* SET PROBLEM A
Collect every line in the rows below that contains the string "distant".

* SELECTION
9. Correlation and Association
Quantifying Relationships Without Imposing a Response Model
NoteIn This Chapter
- Correlation as a measure of association
- Pearson, Spearman, and Kendall correlation
- Correlation versus regression
- Interpreting strength, sign, and uncertainty
1 Introduction
Correlation measures the strength and direction of association between variables. Unlike regression, it does not assign one variable the formal role of response and the other the role of predictor.
That distinction matters. Correlation is useful when we want to describe association. Regression is more appropriate when we want to model a response as a function of one or more predictors.
2 Key Concepts
This chapter depends on a small number of core distinctions.
- Correlation quantifies the strength and direction of association between variables.
- Association is not directionality because correlation does not define a response and predictor.
- Pearson, Spearman, and Kendall answer related but not identical questions.
- Strength, sign, and uncertainty all matter when interpreting a correlation coefficient.
- Regression should be preferred when the goal is explicit modelling rather than association alone.

* RECORDS TO PROCESS
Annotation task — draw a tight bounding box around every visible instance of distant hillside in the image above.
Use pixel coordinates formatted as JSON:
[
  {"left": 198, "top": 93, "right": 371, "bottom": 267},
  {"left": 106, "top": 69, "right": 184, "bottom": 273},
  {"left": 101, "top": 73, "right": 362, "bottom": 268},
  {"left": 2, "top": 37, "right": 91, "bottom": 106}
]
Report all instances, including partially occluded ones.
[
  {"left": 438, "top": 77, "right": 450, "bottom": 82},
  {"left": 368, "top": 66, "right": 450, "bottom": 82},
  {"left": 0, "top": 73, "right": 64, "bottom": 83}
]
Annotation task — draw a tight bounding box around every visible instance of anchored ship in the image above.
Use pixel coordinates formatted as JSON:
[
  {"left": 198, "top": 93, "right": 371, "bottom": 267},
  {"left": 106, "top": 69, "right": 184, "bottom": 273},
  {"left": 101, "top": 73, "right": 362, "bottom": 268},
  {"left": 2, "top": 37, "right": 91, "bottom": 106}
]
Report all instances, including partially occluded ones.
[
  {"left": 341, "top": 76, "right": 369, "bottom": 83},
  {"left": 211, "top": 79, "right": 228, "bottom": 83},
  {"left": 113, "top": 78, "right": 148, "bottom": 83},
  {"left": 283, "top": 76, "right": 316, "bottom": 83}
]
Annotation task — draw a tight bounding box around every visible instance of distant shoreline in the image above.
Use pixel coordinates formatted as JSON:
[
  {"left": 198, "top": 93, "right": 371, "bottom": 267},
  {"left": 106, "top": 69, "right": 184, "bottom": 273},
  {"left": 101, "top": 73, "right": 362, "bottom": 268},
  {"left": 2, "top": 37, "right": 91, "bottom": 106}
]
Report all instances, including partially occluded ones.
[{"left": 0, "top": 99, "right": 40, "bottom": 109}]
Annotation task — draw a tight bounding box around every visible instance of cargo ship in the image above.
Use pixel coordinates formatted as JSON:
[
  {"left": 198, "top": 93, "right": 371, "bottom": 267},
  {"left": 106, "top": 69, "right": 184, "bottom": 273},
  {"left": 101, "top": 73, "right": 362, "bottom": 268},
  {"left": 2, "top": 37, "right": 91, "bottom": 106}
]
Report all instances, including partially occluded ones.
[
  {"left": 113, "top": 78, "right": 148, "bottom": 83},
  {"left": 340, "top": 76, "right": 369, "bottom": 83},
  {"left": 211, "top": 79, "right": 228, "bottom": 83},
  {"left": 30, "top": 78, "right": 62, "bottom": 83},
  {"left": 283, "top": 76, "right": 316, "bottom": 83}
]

* SET PROBLEM B
From the correlation chapter above, copy the passage between "9. Correlation and" and "or more predictors.", inclusive.

* REPLY A
Annotation task — draw a tight bounding box around every visible instance of distant hillside in the image above.
Annotation task — draw a tight bounding box around every visible instance of distant shoreline in the image above.

* REPLY B
9. Correlation and Association
Quantifying Relationships Without Imposing a Response Model
NoteIn This Chapter
- Correlation as a measure of association
- Pearson, Spearman, and Kendall correlation
- Correlation versus regression
- Interpreting strength, sign, and uncertainty
1 Introduction
Correlation measures the strength and direction of association between variables. Unlike regression, it does not assign one variable the formal role of response and the other the role of predictor.
That distinction matters. Correlation is useful when we want to describe association. Regression is more appropriate when we want to model a response as a function of one or more predictors.